(Supplied material begins)
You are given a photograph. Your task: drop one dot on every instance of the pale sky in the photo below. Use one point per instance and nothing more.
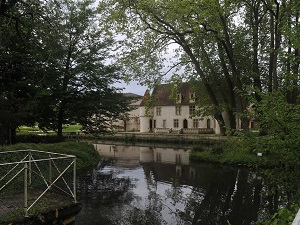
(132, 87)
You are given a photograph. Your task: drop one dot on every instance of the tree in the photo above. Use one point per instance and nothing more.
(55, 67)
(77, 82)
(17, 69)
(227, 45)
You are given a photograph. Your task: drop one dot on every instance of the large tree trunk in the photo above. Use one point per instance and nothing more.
(Supplied material ends)
(Supplied material begins)
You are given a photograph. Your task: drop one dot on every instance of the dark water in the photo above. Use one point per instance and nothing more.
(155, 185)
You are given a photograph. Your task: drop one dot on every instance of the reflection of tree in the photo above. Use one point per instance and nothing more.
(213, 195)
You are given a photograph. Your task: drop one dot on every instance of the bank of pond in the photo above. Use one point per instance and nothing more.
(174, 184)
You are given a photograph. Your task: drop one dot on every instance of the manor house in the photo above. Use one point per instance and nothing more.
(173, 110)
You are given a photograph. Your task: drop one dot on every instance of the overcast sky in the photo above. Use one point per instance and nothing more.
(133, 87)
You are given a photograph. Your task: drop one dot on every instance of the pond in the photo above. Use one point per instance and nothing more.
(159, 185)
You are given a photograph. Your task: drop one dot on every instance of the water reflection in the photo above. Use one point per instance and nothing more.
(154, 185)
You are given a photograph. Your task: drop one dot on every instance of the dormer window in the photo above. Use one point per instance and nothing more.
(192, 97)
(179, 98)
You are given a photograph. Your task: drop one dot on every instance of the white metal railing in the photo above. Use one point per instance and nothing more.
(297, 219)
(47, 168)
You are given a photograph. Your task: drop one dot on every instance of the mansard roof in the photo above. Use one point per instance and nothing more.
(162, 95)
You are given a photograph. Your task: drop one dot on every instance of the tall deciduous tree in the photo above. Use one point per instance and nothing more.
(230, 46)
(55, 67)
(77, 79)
(Supplied material ends)
> What the task asks
After locating the line containing "of the pale" in the entries above, return it and every line after it exactly, ending at the line containing "of the large", without pictures.

> Written response
You are given a photograph. Your task: drop one dot on every instance of the pale sky in the photo below. Use one point per instance and nothing more.
(132, 87)
You are given a photograph. Your task: drop one dot on every instance of the tree in the photo above. Use one point per instance and nothing more.
(55, 67)
(77, 82)
(17, 69)
(227, 45)
You are given a photograph. Your task: drop one dot on every instance of the large tree trunk in the photo above. Use one point per instance and nothing more.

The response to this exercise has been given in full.